## Dataset content
****
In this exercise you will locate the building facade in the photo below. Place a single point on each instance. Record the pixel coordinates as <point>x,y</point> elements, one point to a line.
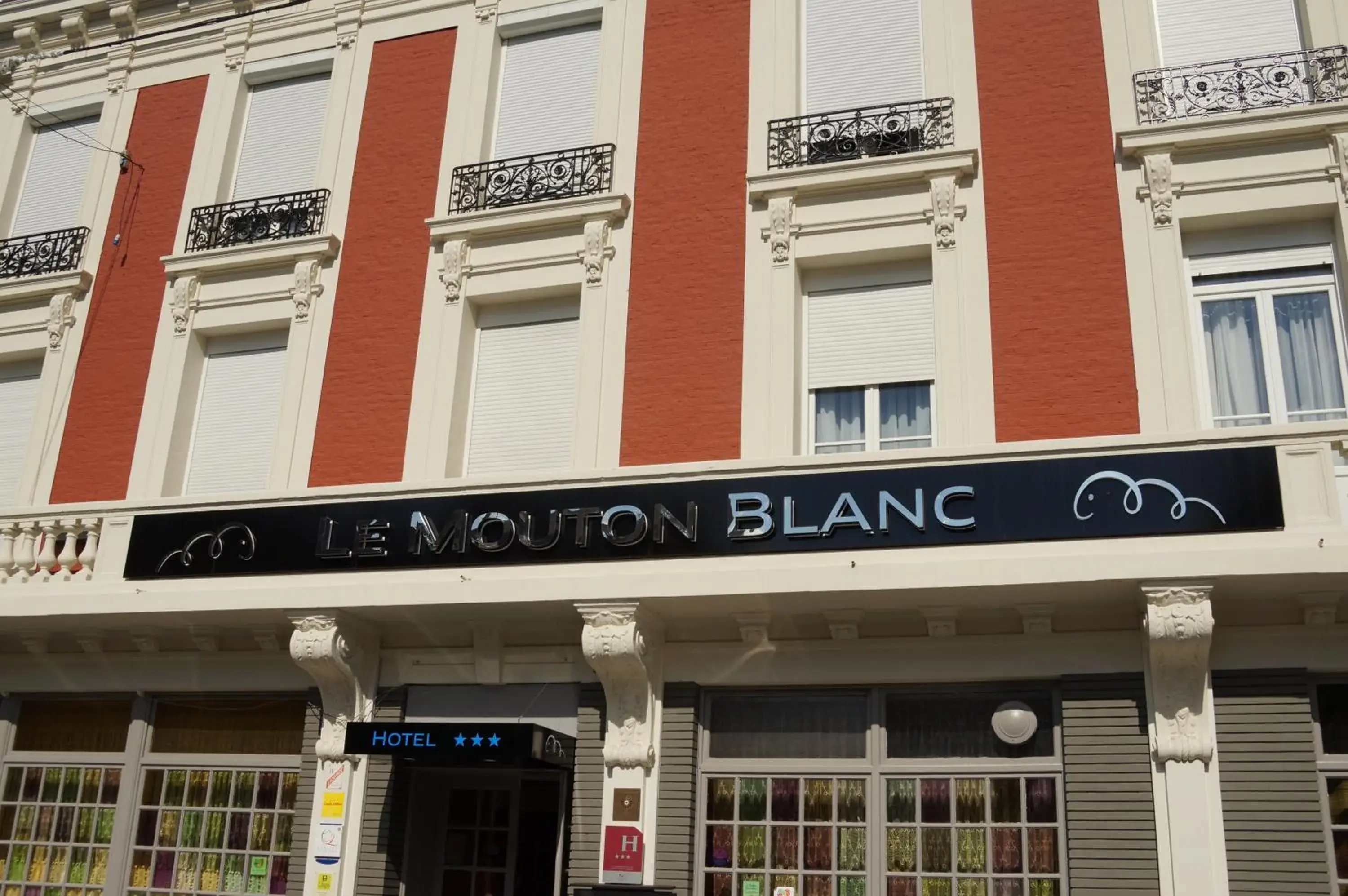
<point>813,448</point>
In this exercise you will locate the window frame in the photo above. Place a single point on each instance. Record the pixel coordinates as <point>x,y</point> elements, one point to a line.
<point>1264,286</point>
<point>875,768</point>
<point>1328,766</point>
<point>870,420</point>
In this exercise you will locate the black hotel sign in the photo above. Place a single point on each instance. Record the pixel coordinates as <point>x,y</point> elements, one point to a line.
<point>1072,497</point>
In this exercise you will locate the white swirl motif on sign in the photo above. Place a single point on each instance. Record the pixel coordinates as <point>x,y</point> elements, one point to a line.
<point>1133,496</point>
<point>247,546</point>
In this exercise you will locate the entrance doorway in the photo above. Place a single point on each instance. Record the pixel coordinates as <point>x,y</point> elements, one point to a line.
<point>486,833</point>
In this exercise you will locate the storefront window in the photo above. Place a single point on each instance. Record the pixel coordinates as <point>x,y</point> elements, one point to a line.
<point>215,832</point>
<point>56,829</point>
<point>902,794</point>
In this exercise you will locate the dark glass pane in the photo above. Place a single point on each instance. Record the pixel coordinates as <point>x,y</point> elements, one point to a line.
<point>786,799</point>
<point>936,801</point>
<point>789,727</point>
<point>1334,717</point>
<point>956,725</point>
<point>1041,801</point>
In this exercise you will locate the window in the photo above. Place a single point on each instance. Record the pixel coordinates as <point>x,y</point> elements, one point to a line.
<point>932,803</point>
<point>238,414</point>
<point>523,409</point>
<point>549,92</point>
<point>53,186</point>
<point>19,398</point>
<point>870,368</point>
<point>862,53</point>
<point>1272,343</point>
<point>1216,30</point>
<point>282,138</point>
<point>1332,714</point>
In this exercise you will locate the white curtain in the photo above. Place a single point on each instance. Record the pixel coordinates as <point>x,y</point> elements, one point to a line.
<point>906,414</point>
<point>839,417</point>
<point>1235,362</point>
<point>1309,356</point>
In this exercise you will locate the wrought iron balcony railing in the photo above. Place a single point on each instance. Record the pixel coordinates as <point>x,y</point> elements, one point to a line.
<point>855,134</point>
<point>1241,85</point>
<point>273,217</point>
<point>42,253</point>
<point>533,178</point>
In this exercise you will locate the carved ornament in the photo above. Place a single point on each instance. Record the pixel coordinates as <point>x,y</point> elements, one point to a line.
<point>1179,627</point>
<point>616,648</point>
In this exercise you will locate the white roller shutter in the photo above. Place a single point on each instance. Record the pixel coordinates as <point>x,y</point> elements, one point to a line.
****
## Requirement
Quote the records in full and exactly; skip any image.

## Exercise solution
In this exercise you will locate the building facade in the photo below. Place a single point on each instance. Record the pixel coordinates as <point>x,y</point> elements, one point to a line.
<point>813,448</point>
In this exercise you will locate the window frame in the photo above. Place a single point on each instance. Record the pixel coordinates as <point>x,y</point> elements, one point to a line.
<point>1264,286</point>
<point>875,768</point>
<point>1328,766</point>
<point>870,420</point>
In this exercise you will locate the black hotel sign in the photo above. Place a single point on each instance. Record the pixel coordinates as <point>x,y</point> elements, one point to a line.
<point>1072,497</point>
In this exercise you will locate the white swirl motif on sign in the photo above. Place a single point on each instance. Record the pixel coordinates as <point>x,y</point> elements, one point to a line.
<point>1133,496</point>
<point>247,546</point>
In this exercise you will locate the entrance doorway in the photo above. Place a single point on each instance. Record the pixel coordinates as <point>x,y</point> elements, one point to a line.
<point>486,833</point>
In this exercise you will locate the storefront window in the photo above. Place a single point on each instance. Record the pixel coordinates as <point>x,y</point> elements, one point to a line.
<point>215,832</point>
<point>56,829</point>
<point>902,794</point>
In this exercise you will locate the dark glass pane in the photo above. Place a single point on each instance. Record the pixel coordinates as <point>x,y</point> elements, one point to a line.
<point>786,799</point>
<point>936,801</point>
<point>789,727</point>
<point>1334,717</point>
<point>956,725</point>
<point>1041,801</point>
In this exercise you will locate the window in the photo above. Place a single point on each instance. Record the pixel coordinates as <point>x,y</point> elements, one point to a line.
<point>932,803</point>
<point>238,414</point>
<point>523,409</point>
<point>549,92</point>
<point>53,186</point>
<point>19,398</point>
<point>870,368</point>
<point>862,53</point>
<point>1272,343</point>
<point>1216,30</point>
<point>282,138</point>
<point>1332,714</point>
In this exercise you will locate the white curtain in the photo above. Place a single point on each instance. Record the pixel coordinates as <point>x,y</point> elements, one point to a line.
<point>906,414</point>
<point>839,417</point>
<point>1235,362</point>
<point>1309,356</point>
In this exercise you will locate the wrought iron balcony railing in the photo above. Place a single point on each instance. Record the pixel coordinates as <point>x,y</point> elements, one point to a line.
<point>855,134</point>
<point>1241,85</point>
<point>273,217</point>
<point>42,253</point>
<point>533,178</point>
In this exercise you will locate the carved ornament in the photo above. Place a single point on each instance. Record the pixel coordinates as <point>x,y</point> elements, one point to a line.
<point>1179,627</point>
<point>616,648</point>
In this exercise you will locate the white roller shutter in the photo above. Place a single point on each instance. Record the pixel coordinates as <point>x,y</point> elements, one point to a line.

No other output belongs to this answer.